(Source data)
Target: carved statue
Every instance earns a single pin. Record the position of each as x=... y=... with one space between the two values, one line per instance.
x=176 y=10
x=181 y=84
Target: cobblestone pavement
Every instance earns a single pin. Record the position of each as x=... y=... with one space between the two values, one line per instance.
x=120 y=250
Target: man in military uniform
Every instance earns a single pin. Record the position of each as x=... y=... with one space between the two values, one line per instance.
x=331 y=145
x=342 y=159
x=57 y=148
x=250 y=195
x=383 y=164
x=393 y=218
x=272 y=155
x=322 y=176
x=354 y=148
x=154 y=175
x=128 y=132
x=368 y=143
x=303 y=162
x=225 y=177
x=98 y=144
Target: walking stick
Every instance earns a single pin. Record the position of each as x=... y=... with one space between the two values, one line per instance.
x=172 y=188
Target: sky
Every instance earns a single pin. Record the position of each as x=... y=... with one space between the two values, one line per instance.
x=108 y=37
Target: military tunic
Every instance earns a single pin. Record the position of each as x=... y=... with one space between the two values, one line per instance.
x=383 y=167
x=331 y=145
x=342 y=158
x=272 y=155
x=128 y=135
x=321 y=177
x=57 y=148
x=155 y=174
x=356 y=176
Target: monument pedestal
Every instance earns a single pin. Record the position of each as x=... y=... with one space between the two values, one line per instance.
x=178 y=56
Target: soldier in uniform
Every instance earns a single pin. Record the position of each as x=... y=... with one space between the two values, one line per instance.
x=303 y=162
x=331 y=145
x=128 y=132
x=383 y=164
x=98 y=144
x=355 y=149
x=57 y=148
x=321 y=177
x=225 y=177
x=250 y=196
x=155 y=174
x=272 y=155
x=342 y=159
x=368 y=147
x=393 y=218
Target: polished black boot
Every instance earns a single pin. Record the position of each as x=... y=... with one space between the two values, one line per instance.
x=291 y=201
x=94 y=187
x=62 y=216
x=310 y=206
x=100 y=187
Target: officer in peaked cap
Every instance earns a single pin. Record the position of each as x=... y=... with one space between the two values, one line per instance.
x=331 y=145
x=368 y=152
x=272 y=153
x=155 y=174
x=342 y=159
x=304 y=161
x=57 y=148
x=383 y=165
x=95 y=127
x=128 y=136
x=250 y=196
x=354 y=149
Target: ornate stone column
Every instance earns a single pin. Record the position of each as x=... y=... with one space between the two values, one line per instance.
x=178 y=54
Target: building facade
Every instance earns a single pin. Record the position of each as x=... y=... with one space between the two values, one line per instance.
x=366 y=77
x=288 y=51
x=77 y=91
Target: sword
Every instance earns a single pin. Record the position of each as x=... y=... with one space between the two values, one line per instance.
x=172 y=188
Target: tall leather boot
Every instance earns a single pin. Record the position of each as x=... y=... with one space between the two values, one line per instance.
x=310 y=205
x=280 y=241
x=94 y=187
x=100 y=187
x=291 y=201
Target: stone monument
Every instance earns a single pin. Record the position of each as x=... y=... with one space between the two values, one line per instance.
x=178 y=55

__SET EXERCISE__: Reproduce all of the rows above without any change, keeping every line in its original order.

__REPLY__:
Target: carved statue
Every instance earns a single pin. Record the position of each as x=... y=... with one space between the two values, one line per instance.
x=176 y=10
x=181 y=84
Target: cobblestone pavement
Every instance earns a single pin. Record the position of each as x=... y=... with one space between the two values, one line per instance.
x=120 y=250
Target: man in military uniform
Every instance earns a single pin. Record the position of each as x=... y=... with one space between the two values, one line per instance.
x=331 y=145
x=342 y=159
x=57 y=148
x=250 y=195
x=383 y=164
x=393 y=218
x=272 y=155
x=322 y=176
x=354 y=148
x=154 y=175
x=128 y=132
x=368 y=143
x=303 y=162
x=225 y=177
x=98 y=144
Target: walking stick
Every instance earns a single pin. Record the position of each as x=... y=... with one space between the two values, one line per instance.
x=172 y=188
Target: sky
Every instance earns a single pin. Record the position of each as x=... y=... with one space between the two values, one line per instance.
x=108 y=37
Target: military tunic
Every instance earns a single pin. Record the position of each as x=... y=... with one space between the two values, one line per instance.
x=383 y=167
x=331 y=145
x=342 y=158
x=272 y=155
x=128 y=135
x=321 y=177
x=57 y=148
x=155 y=174
x=356 y=176
Target: monument pedestal
Every instance earns a single pin. Record the position of each as x=... y=... with one space between the two values, one line per instance.
x=178 y=56
Target: soldier in uniform
Every instance earns a single pin. Record the position of each as x=... y=... with one space between the two values, one line per instance.
x=303 y=162
x=331 y=145
x=128 y=132
x=383 y=164
x=98 y=144
x=355 y=149
x=57 y=148
x=321 y=177
x=225 y=177
x=250 y=196
x=155 y=174
x=272 y=155
x=342 y=159
x=368 y=147
x=393 y=218
Target: polished black boot
Every instance earns a single pin. Record the position of each as x=... y=... with one space between the two values, one line per instance.
x=291 y=201
x=94 y=187
x=62 y=216
x=310 y=206
x=100 y=187
Target: officer in peaked cap
Every instance earns a single pin. Record the position of each as x=... y=... with one space between the two values, one line per instance.
x=331 y=145
x=368 y=152
x=272 y=153
x=155 y=174
x=342 y=159
x=304 y=161
x=57 y=148
x=383 y=165
x=95 y=127
x=128 y=136
x=250 y=196
x=354 y=149
Target: ornate stone column
Every instance earns a single pin. Record the position of each as x=... y=... with one space between the two values, one line per instance.
x=178 y=54
Target: building facade
Every instance earns a single pin. Record the position of each as x=... y=... with one space between the two values, one line per instance.
x=366 y=77
x=288 y=51
x=77 y=91
Target: sword
Every instance earns a single pin. Record the position of each as x=... y=... with one space between the two values, one line per instance.
x=172 y=188
Target: tall leather boot
Every instance earns a single pin. Record the position of each as x=... y=... with one space between the two values, one line per instance.
x=310 y=205
x=280 y=241
x=94 y=187
x=100 y=187
x=291 y=201
Target: stone monument
Every instance earns a single pin. Record the position of each as x=... y=... with one space between the two values, one line per instance.
x=178 y=55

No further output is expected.